§ RECORDS FOR THE EXERCISE
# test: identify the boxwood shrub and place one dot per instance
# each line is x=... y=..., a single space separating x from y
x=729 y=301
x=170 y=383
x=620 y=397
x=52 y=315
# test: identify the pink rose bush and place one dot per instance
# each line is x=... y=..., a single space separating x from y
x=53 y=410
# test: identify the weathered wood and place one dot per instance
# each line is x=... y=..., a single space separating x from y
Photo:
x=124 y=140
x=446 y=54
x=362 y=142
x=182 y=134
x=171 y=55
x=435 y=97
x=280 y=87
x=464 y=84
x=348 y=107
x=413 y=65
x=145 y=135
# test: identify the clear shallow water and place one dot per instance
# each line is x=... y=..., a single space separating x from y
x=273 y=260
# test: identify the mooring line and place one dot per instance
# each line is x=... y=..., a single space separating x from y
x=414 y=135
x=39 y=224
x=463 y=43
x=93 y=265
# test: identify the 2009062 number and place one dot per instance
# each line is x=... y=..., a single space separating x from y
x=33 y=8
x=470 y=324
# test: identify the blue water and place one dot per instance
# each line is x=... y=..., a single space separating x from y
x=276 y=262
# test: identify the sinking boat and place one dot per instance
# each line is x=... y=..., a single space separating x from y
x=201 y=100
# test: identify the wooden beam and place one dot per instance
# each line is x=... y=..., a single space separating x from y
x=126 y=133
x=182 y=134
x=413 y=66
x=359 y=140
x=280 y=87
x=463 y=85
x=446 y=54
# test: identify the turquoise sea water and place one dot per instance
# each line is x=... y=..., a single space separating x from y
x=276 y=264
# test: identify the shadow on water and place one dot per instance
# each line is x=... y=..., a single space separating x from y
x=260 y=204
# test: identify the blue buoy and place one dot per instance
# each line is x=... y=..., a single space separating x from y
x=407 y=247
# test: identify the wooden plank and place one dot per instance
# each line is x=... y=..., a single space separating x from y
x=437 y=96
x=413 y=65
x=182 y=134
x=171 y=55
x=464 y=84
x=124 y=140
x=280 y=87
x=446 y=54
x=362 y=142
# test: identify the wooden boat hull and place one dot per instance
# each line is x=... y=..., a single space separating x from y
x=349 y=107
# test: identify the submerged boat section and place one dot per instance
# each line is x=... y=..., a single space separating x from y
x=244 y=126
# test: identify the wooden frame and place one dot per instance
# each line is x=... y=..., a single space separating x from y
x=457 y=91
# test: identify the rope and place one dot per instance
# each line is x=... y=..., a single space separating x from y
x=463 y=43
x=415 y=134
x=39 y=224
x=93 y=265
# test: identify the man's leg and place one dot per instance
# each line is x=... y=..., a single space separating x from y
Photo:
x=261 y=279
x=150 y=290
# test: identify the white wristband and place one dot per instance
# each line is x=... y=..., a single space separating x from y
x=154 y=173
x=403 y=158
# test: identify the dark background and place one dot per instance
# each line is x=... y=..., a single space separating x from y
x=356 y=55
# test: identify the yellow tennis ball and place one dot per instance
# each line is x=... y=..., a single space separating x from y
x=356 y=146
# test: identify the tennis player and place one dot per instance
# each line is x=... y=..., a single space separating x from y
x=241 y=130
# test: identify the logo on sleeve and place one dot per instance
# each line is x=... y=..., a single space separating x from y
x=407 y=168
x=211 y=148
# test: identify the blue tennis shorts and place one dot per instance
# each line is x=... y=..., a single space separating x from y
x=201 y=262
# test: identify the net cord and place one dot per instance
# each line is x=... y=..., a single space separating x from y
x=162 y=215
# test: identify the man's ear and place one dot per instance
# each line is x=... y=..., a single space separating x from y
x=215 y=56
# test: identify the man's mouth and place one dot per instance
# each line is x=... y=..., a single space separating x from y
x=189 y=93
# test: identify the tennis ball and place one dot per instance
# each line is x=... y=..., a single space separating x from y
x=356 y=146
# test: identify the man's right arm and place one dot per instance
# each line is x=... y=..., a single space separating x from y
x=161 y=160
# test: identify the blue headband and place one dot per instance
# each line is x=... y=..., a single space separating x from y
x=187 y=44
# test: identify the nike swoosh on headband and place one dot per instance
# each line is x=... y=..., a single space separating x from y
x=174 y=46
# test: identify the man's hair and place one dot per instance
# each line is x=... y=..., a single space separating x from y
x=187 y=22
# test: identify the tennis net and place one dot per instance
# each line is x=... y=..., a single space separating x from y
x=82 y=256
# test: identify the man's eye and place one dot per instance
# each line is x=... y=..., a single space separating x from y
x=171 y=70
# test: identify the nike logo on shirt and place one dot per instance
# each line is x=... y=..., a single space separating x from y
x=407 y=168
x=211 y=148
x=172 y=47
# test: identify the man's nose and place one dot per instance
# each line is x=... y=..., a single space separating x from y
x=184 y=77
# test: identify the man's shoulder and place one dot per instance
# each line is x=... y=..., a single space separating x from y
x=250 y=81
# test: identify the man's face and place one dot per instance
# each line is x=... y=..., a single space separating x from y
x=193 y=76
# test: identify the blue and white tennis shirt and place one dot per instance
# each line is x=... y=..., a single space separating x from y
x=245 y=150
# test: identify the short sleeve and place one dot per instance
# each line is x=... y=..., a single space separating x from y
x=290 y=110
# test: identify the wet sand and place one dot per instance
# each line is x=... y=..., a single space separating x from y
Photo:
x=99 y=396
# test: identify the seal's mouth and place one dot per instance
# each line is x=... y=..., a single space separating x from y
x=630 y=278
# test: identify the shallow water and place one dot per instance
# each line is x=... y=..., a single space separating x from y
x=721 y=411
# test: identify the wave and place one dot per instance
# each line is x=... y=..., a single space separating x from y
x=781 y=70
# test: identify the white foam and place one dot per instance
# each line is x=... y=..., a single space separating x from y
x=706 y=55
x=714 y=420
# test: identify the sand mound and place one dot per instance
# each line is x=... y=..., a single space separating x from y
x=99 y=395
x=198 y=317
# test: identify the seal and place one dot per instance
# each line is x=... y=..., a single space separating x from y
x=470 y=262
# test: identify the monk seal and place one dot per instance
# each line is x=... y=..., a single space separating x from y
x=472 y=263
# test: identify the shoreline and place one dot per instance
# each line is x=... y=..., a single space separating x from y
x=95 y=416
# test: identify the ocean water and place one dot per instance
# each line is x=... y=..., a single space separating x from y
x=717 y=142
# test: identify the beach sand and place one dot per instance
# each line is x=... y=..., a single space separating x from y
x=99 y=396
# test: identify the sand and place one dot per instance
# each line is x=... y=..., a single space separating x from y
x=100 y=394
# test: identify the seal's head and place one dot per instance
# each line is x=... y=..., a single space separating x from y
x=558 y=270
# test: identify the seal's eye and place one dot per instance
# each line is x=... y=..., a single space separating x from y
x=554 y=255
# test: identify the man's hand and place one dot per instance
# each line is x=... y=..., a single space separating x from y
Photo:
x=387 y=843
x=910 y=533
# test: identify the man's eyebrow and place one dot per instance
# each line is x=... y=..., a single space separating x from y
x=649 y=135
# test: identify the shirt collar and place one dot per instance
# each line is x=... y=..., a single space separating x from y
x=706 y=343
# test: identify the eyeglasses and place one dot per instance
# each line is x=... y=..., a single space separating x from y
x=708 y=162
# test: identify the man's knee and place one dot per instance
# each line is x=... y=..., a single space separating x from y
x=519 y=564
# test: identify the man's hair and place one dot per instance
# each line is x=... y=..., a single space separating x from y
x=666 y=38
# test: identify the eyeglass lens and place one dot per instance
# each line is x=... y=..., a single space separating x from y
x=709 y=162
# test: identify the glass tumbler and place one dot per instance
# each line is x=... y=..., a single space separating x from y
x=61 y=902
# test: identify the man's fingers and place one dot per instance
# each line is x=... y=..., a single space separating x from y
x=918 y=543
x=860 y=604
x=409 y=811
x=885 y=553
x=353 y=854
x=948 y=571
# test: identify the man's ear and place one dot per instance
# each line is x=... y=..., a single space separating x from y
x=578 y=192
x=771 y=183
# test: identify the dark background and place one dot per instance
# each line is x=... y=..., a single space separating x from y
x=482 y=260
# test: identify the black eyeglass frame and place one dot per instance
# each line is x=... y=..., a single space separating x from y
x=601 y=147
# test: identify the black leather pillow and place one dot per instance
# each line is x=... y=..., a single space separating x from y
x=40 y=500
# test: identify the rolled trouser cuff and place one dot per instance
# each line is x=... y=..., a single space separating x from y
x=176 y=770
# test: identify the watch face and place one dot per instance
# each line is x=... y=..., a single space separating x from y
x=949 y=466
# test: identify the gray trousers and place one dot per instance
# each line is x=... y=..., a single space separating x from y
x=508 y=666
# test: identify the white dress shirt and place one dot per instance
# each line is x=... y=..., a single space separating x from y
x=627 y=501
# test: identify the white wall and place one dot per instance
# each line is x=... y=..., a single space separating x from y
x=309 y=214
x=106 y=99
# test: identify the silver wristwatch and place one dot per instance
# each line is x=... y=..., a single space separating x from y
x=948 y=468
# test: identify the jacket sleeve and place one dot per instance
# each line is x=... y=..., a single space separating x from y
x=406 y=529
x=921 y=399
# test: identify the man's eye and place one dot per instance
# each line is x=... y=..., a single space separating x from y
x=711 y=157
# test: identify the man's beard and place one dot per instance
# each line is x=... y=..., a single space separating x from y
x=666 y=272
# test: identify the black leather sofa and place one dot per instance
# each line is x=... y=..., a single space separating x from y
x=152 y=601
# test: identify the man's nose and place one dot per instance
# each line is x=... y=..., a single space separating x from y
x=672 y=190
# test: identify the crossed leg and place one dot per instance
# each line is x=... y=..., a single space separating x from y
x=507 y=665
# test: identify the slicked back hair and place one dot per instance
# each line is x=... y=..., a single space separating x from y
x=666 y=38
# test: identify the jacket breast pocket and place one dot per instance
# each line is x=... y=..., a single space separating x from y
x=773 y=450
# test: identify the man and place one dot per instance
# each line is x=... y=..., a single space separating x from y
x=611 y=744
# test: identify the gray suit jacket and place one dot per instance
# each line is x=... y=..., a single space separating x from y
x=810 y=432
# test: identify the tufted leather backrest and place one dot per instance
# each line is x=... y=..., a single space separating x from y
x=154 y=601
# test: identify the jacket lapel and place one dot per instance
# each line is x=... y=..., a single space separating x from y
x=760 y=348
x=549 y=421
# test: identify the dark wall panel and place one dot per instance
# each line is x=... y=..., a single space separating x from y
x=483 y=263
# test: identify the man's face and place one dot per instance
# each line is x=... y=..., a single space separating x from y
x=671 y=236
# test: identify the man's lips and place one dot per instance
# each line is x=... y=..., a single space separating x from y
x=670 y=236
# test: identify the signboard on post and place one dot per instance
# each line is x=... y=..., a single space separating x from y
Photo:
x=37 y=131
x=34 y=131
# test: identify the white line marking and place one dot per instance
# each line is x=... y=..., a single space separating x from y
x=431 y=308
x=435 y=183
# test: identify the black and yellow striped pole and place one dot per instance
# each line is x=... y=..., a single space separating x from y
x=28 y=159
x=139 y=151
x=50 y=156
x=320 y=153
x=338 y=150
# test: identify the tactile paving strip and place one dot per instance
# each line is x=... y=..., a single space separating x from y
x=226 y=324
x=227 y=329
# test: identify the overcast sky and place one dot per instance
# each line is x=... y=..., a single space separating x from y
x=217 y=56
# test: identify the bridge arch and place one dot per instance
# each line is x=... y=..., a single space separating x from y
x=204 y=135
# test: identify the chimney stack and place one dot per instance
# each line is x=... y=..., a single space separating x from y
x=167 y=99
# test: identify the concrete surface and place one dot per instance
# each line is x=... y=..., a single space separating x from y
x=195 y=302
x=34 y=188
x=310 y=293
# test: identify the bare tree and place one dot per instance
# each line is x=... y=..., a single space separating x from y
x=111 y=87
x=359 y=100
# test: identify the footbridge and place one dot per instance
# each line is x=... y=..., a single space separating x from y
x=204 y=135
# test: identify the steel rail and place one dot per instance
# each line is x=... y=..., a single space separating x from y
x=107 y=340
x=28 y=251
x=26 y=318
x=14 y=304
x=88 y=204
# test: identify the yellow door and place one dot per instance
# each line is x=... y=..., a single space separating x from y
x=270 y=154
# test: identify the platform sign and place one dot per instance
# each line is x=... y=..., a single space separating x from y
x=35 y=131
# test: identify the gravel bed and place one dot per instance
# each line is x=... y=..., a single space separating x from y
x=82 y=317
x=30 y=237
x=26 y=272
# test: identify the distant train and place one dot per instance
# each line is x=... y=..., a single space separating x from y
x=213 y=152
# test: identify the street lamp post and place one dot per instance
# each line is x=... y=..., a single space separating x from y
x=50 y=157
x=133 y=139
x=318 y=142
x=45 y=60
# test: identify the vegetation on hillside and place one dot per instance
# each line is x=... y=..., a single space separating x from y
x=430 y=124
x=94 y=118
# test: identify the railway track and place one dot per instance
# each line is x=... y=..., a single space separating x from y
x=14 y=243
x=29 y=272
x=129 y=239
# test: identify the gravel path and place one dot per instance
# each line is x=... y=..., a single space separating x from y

§ THE PROBLEM
Please give the data from the line containing "# test: identify the crossed" through the line containing "x=227 y=329" as a Markdown table, with the row number under Row and the line itself under Line. Leave out blank lines.

§ TASK RESPONSE
| Row | Line |
|---|---|
| 1 | # test: identify the crossed leg and place one dot per instance |
| 2 | # each line is x=... y=..., a single space separating x from y |
| 3 | x=507 y=665 |
| 4 | # test: identify the slicked back hair and place one dot per instance |
| 5 | # each line is x=... y=..., a single space separating x from y |
| 6 | x=666 y=38 |
| 7 | # test: identify the jacket breast pocket and place one dot per instance |
| 8 | # each line is x=... y=..., a single space separating x from y |
| 9 | x=773 y=450 |
| 10 | # test: identify the man and place one dot per instance |
| 11 | # each line is x=... y=..., a single space separating x from y |
| 12 | x=611 y=744 |
| 13 | # test: identify the gray suit jacket and place one dot per instance |
| 14 | # each line is x=... y=..., a single space separating x from y |
| 15 | x=810 y=432 |
| 16 | # test: identify the tufted leather backrest and place one dot per instance |
| 17 | # each line is x=... y=..., a single space separating x from y |
| 18 | x=154 y=601 |
| 19 | # test: identify the jacket lapel and place one dot per instance |
| 20 | # each line is x=... y=..., a single space separating x from y |
| 21 | x=760 y=348 |
| 22 | x=549 y=421 |
| 23 | # test: identify the dark wall panel and place one dot per instance |
| 24 | # each line is x=... y=..., a single space separating x from y |
| 25 | x=483 y=263 |
| 26 | # test: identify the man's face and place one dot per instance |
| 27 | # each line is x=... y=..., a single space separating x from y |
| 28 | x=671 y=236 |
| 29 | # test: identify the man's lips and place one dot per instance |
| 30 | # each line is x=... y=..., a single space separating x from y |
| 31 | x=670 y=236 |
| 32 | # test: identify the signboard on post and place one dot per instance |
| 33 | # each line is x=... y=..., a single space separating x from y |
| 34 | Photo: |
| 35 | x=37 y=131 |
| 36 | x=34 y=131 |
| 37 | # test: identify the white line marking and place one dot per instance |
| 38 | # each line is x=... y=..., a single space separating x from y |
| 39 | x=431 y=308 |
| 40 | x=435 y=183 |
| 41 | # test: identify the black and yellow striped pole and place one dot per instance |
| 42 | # each line is x=... y=..., a single space separating x from y |
| 43 | x=28 y=159 |
| 44 | x=139 y=151 |
| 45 | x=50 y=156 |
| 46 | x=320 y=153 |
| 47 | x=338 y=150 |
| 48 | # test: identify the tactile paving strip and place one dot per instance |
| 49 | # each line is x=... y=..., a single space separating x from y |
| 50 | x=226 y=324 |
| 51 | x=227 y=329 |